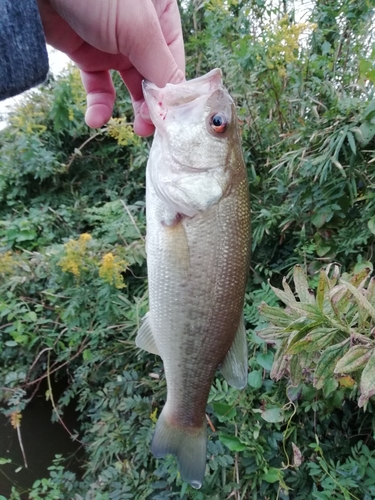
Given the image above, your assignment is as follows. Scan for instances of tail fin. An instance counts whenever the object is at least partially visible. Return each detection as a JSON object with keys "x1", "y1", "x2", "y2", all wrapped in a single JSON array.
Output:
[{"x1": 151, "y1": 408, "x2": 207, "y2": 489}]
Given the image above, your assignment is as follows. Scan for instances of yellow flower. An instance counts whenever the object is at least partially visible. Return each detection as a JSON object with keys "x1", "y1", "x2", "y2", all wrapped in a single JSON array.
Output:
[
  {"x1": 58, "y1": 233, "x2": 92, "y2": 276},
  {"x1": 107, "y1": 118, "x2": 138, "y2": 146},
  {"x1": 99, "y1": 252, "x2": 128, "y2": 288}
]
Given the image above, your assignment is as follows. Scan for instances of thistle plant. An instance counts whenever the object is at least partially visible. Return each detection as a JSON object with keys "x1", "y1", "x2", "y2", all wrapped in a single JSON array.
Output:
[{"x1": 258, "y1": 264, "x2": 375, "y2": 407}]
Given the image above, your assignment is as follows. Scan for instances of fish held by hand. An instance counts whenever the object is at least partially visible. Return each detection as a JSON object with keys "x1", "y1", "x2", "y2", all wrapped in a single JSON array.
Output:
[{"x1": 136, "y1": 69, "x2": 250, "y2": 488}]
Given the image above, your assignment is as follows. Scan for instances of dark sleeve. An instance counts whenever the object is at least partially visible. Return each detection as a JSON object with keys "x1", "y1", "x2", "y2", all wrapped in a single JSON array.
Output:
[{"x1": 0, "y1": 0, "x2": 48, "y2": 100}]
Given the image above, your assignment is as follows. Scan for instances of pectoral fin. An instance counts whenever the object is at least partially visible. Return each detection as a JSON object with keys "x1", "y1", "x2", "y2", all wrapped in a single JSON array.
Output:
[
  {"x1": 220, "y1": 318, "x2": 248, "y2": 389},
  {"x1": 135, "y1": 312, "x2": 160, "y2": 356}
]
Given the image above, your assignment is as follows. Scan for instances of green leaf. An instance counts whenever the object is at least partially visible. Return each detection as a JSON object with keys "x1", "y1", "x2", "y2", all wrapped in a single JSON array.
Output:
[
  {"x1": 334, "y1": 345, "x2": 375, "y2": 373},
  {"x1": 262, "y1": 467, "x2": 280, "y2": 483},
  {"x1": 270, "y1": 339, "x2": 289, "y2": 380},
  {"x1": 352, "y1": 121, "x2": 375, "y2": 146},
  {"x1": 314, "y1": 339, "x2": 350, "y2": 389},
  {"x1": 316, "y1": 269, "x2": 329, "y2": 311},
  {"x1": 346, "y1": 131, "x2": 357, "y2": 155},
  {"x1": 288, "y1": 328, "x2": 337, "y2": 354},
  {"x1": 341, "y1": 280, "x2": 375, "y2": 321},
  {"x1": 219, "y1": 433, "x2": 246, "y2": 451},
  {"x1": 293, "y1": 265, "x2": 315, "y2": 304},
  {"x1": 27, "y1": 311, "x2": 38, "y2": 323},
  {"x1": 259, "y1": 302, "x2": 290, "y2": 326},
  {"x1": 367, "y1": 217, "x2": 375, "y2": 234},
  {"x1": 212, "y1": 403, "x2": 237, "y2": 422},
  {"x1": 261, "y1": 408, "x2": 285, "y2": 423},
  {"x1": 358, "y1": 350, "x2": 375, "y2": 408},
  {"x1": 247, "y1": 370, "x2": 263, "y2": 389},
  {"x1": 256, "y1": 351, "x2": 273, "y2": 371},
  {"x1": 5, "y1": 340, "x2": 18, "y2": 347},
  {"x1": 311, "y1": 208, "x2": 332, "y2": 229},
  {"x1": 321, "y1": 40, "x2": 331, "y2": 56},
  {"x1": 323, "y1": 378, "x2": 339, "y2": 397}
]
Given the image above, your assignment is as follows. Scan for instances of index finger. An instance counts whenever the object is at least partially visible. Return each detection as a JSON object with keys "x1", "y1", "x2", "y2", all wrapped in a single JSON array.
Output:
[{"x1": 117, "y1": 0, "x2": 185, "y2": 87}]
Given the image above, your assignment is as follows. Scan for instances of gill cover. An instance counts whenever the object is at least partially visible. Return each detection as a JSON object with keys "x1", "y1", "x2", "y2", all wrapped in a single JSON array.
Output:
[{"x1": 143, "y1": 69, "x2": 233, "y2": 217}]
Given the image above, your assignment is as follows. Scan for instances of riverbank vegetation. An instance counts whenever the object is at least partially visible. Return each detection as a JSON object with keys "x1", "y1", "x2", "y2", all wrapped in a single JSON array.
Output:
[{"x1": 0, "y1": 0, "x2": 375, "y2": 500}]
● ● ● ● ● ● ●
• EXERCISE: Output, without any changes, every line of the records from the line that contains "instances of gill" through the last line of the records, inclusive.

• WRITTEN SOLUTION:
Given the image above, your assignment is as follows. Scan for instances of gill cover. An instance counts whenever the object is at least partially visible. Return each detection as a JSON object with keys "x1", "y1", "x2", "y2", all wrapped in a single JSON array.
Output:
[{"x1": 143, "y1": 69, "x2": 233, "y2": 217}]
Given the image above, your assignment is as follows. Scan for instances of riverbank vegetation. An instance counts whenever the object is at least partially visible. Return each detection as a JSON object with keys "x1", "y1", "x2", "y2", all wrapped in a single JSON array.
Output:
[{"x1": 0, "y1": 0, "x2": 375, "y2": 500}]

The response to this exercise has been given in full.